Dataset records:

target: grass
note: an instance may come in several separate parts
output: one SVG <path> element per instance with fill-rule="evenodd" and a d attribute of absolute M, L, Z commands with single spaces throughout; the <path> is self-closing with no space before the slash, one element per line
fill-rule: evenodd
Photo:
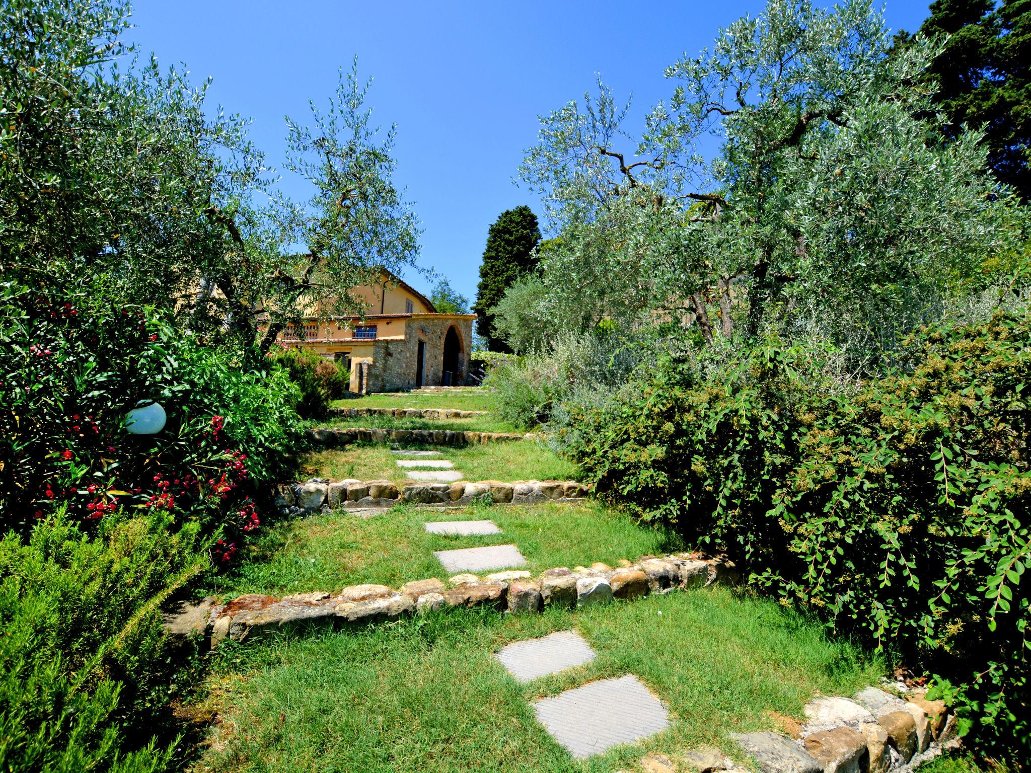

▶ Work to complete: Please copy the lines above word for word, leaving the picture out of your answer.

▶ Solved problem:
target: grass
note: an instance may come in several separate parts
output: one SVG <path> element per instance with fill-rule="evenodd" and a d attribute of absolute M, L, Z commands with single spaces throughout; the <path> is self-closing with no space before the slash, one element per line
fill-rule: evenodd
Photo:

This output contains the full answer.